## Instructions
1. In the song article, which studio album is "It's Always Been You" the first promotional single from?
2. Print the section of the song article starting at "2021 song by" and ending at "produced the song.".

## Page excerpt
Promotional single by Phil Wickham

from the album Hymn of Heaven
- Released: April 23, 2021
- Recorded: 2020
- Genre: Contemporary worship music
- Length: 4:01
- Label: Fair Trade Services
- Songwriter(s): Phil Wickham; Ran Jackson; Ricky Jackson;
- Producer(s): Ran Jackson; Ricky Jackson;

Music video
- "It's Always Been You" on YouTube
- "It's Always Been You" (Lyrics) on YouTube

= It's Always Been You =

2021 song by Phil Wickham

"It's Always Been You" is a song by American contemporary Christian musician Phil Wickham. The song was released on May 14, 2021, by Fair Trade Services as the first promotional single from his eighth studio album, Hymn of Heaven (2021). Wickham co-wrote the song with Ran Jackson and Ricky Jackson. Ran Jackson and Ricky Jackson produced the song.

## Excerpted records

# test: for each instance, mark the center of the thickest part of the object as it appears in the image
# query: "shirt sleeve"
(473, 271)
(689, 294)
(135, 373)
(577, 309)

---

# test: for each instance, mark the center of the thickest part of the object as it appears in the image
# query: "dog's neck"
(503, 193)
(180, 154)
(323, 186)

## Answers per task
1. Hymn of Heaven, Phil Wickham's eighth studio album (2021).

2.
2021 song by Phil Wickham

"It's Always Been You" is a song by American contemporary Christian musician Phil Wickham. The song was released on May 14, 2021, by Fair Trade Services as the first promotional single from his eighth studio album, Hymn of Heaven (2021). Wickham co-wrote the song with Ran Jackson and Ricky Jackson. Ran Jackson and Ricky Jackson produced the song.